- [Excerpted passage]
As a school leader or district administrator, if you haven’t asked an artificial intelligence tool to draft at least one email, you’re probably in the minority.
As AI chatbots, assistants, and other tools become more sophisticated, educators have started to use them in many ways: to cut down on paperwork, analyze large swathes of data, and generate lesson plans they’d otherwise spend hours on.
An EdWeek Research Center survey conducted in December asked 990 educators—teachers, principals, and district administrators—how they use AI to complete their daily tasks. Teachers said AI tools help them create quizzes and lesson plans; principals mostly use AI to draft emails and newsletters.
In a set of open-ended responses, superintendents and other district administrators indicated that while drafting emails is a top use case, they’ve also used AI to generate reports and presentations, and on the rare occasion, use an AI tool to catch students cheating with AI.
Here are 22 ways district leaders use AI.
District leaders use AI for busywork
I use it to edit email responses, letters, etc., or other paperwork-related items.
Help in writing emails, letters of reference, building rubrics.
First draft of communications to stakeholders, summary of artifacts created during meetings, summary of and action steps following meetings.
To summarize reports (create executive summaries), draft emails, and compare state to national standards.
Writing reports and executive summaries. Filing for the new E-Rate CyberSec program. Analyzing and summarizing multiple memos from different sources on the same subject. Writing observation statements based on collected notes and the [Charlotte] Danielson rubric.
I use AI to craft and revise communication to administrators, staff and stakeholders.
AI can be a brainstorming partner
I use AI [large language models] to provide first-look drafts of documents. I also use it to generate ideas for projects that I am starting on.
Having AI write questions, letters of reference, memos that I can then adapt to what I'm doing.
I use it to create letters and help improve statements needing to be sent to the community; I have also used it to make notes/bullet points of video training/informational webinars. I use my Alexa daily for to-do or follow-up reminders, as well as to add items to my calendar.

- [Entries supplied]
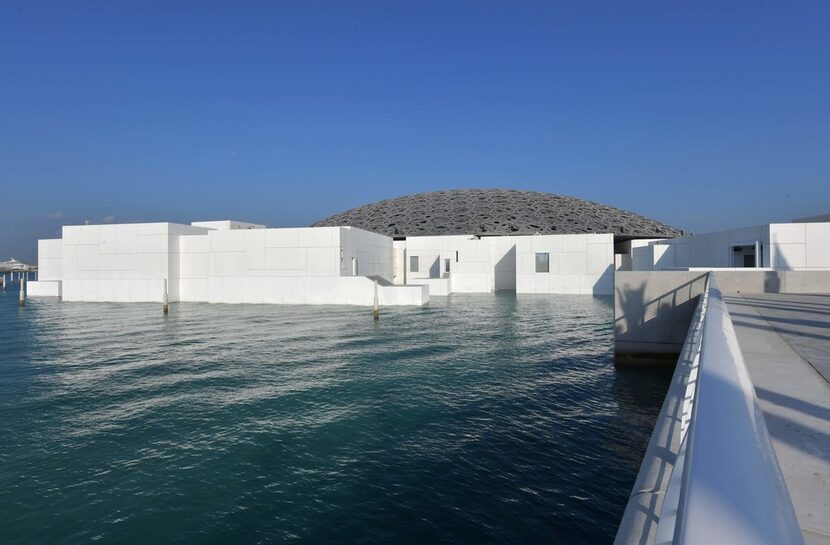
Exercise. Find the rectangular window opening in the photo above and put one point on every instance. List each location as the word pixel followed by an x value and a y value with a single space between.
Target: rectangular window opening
pixel 542 262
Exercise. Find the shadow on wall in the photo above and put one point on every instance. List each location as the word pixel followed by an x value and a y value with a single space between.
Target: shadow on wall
pixel 662 320
pixel 435 268
pixel 506 271
pixel 605 284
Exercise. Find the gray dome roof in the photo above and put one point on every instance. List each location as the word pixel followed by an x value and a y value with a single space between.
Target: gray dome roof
pixel 495 212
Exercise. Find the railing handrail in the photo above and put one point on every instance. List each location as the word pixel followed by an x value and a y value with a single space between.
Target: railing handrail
pixel 732 488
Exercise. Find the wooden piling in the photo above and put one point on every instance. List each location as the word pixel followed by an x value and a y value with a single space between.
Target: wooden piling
pixel 165 305
pixel 377 306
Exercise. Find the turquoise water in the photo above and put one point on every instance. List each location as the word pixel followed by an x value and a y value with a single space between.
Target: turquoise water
pixel 476 419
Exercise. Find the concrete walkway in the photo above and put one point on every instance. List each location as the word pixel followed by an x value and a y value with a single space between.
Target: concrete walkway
pixel 785 340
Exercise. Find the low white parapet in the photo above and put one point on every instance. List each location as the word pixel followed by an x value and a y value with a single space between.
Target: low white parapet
pixel 43 288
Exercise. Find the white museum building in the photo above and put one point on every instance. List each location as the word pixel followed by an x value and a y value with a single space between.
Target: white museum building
pixel 408 249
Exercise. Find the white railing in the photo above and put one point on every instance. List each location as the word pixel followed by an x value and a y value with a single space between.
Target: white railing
pixel 710 474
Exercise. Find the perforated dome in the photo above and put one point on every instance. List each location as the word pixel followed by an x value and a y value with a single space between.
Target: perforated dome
pixel 486 212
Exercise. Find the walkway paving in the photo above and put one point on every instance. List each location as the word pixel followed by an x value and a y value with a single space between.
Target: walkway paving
pixel 785 340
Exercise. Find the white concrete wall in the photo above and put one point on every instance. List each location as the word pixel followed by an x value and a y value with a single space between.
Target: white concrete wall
pixel 126 263
pixel 227 225
pixel 43 288
pixel 398 265
pixel 437 286
pixel 579 264
pixel 582 264
pixel 784 246
pixel 800 246
pixel 372 251
pixel 49 259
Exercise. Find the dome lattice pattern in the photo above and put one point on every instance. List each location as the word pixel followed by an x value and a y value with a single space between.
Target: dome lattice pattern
pixel 495 212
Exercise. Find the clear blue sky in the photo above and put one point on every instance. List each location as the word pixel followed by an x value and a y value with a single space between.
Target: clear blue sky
pixel 703 115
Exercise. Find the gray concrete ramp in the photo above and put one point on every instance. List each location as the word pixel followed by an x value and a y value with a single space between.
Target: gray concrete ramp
pixel 785 340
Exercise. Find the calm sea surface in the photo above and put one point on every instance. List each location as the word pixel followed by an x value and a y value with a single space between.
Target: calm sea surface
pixel 476 419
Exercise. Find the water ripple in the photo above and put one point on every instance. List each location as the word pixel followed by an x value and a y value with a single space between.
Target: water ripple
pixel 476 419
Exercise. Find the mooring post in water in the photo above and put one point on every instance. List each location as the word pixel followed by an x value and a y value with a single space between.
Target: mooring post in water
pixel 377 307
pixel 165 305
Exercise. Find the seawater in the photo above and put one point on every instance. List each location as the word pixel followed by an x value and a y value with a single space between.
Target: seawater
pixel 475 419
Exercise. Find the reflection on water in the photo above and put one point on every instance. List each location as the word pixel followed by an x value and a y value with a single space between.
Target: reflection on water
pixel 476 419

- [Exercise instructions]
**a.** In the article on how district leaders use AI, how many educators did the EdWeek Research Center survey in December?
**b.** Summarize the article on how district leaders use AI in two sentences.
**c.** Please continue the article on how district leaders use AI from the point where it stops.
The material has no connection to the article on how district leaders use AI.

- [Answers by item number]
**a.** 990 educators: teachers, principals, and district administrators.

**b.** An EdWeek Research Center survey of 990 educators found that teachers use AI tools to create quizzes and lesson plans, while principals mostly use them to draft emails and newsletters. District administrators named drafting emails as a top use but said they also use AI to generate reports and presentations, summarize meetings and memos, brainstorm ideas, and occasionally catch students cheating with AI.

**c.**
I use AI daily—from helping to craft responses to emails, to creating PD, and as a thought partner to prompt me through decisionmaking.
ChatGPT as a brainstorm partner, and a tool to summarize a large amount of content.
Generate ideas, tweak communication, threat assessment responses, holiday messages.
I use AI daily. Interview questions were developed [through AI] using a job posting, job description, and position expectations. AI is used for meeting "note catchers" and transcription. It has been used for creating rubrics for evaluation, developing crisis intervention plans, parent communication, creating social media marketing posts, professional development planning, stakeholder survey development, survey analysis, schedule creation—and so much more!
I use it to reformulate my words when I have word counts that I have to meet for submissions. I have also used it to generate an image to go along with a presentation. I also use it to take information and make it applicable to different audiences.
Helping teachers and students
I have used ZeroGPT to investigate the suspected use of AI in student writing.
To help students develop ideas.
Create assessments and questions.
To make lesson plans.
[I ask AI to] tell me what the word "savory" means. Show me a great lesson on teaching negative integers to a 5th grader.
I have created several AI tools to assist teachers in the designing of learning.
Some administrators are holding out on AI
Personally, I don't. Using AI defeats the purpose of school.
I don't use AI.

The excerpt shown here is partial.